• **Short exercise**: Rewrite the stretch from the line containing "Guideline — for every instance of the red train body, put" through the end of the data, replacing "thickest" with "widest" and keeping everything else the same. Omit the pictures.

▽

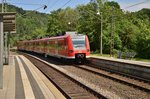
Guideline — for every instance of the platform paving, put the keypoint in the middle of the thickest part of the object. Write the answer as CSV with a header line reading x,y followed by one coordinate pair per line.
x,y
22,80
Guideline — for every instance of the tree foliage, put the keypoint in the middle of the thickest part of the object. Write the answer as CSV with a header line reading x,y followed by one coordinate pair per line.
x,y
130,30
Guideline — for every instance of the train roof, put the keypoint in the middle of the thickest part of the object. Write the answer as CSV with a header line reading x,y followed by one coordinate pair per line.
x,y
72,34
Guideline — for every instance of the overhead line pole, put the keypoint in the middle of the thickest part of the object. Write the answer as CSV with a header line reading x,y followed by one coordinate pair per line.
x,y
1,47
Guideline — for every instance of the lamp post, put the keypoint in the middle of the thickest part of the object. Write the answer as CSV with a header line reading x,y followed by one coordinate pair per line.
x,y
101,34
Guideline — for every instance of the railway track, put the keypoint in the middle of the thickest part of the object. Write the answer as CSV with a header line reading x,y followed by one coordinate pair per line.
x,y
144,86
71,88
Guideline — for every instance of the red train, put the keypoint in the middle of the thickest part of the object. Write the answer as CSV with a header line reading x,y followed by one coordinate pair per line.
x,y
70,46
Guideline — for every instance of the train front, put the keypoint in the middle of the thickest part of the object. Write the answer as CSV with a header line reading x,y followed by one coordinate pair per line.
x,y
80,48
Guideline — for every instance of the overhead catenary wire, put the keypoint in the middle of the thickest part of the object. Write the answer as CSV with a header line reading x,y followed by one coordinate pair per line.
x,y
66,3
51,6
136,4
61,6
25,3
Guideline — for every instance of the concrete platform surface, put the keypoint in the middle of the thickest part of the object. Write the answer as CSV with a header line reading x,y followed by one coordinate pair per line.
x,y
22,80
147,64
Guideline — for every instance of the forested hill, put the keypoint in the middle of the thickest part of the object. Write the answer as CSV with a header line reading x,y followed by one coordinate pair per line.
x,y
125,31
30,24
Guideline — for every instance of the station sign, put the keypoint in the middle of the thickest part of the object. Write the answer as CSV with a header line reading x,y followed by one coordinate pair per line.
x,y
9,21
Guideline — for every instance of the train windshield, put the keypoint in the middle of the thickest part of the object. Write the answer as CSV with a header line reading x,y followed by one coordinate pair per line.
x,y
79,43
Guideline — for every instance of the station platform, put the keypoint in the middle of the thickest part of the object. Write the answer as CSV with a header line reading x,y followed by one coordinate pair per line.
x,y
22,80
146,64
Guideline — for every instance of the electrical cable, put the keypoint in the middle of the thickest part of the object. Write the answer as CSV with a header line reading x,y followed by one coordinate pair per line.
x,y
25,3
51,6
136,4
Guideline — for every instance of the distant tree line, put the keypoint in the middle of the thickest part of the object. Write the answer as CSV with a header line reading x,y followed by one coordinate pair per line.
x,y
131,30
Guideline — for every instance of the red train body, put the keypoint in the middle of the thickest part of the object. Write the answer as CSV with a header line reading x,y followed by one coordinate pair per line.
x,y
74,46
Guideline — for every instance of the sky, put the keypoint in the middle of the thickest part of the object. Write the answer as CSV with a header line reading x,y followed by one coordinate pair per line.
x,y
56,4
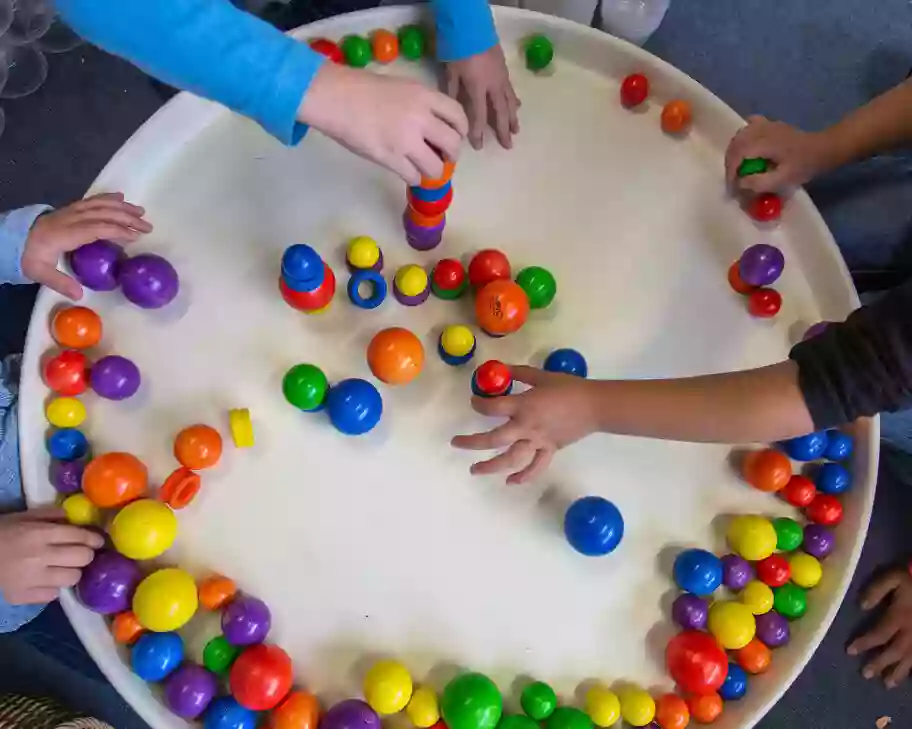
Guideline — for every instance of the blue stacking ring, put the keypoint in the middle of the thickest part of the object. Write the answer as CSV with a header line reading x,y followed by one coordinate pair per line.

△

• **Output**:
Guideline — for every instance of the red train body, put the keypoint in the middle of the widest part of the object. Write the answer as CSV with a header line reading x,y followed by one coordinate pair per line.
x,y
74,46
Guideline — for every instance of the sky, put the keypoint in the middle of the widest part of the object. Write the answer as CSV with a header line reading x,y followed by one coordinate pair per line.
x,y
56,4
Guideline — for every instance of the blue stacking ring, put the keypoint in the middle of the widest part of the object. Write the answer as CSV with a header line reading x,y followed by one coordinate pair per line.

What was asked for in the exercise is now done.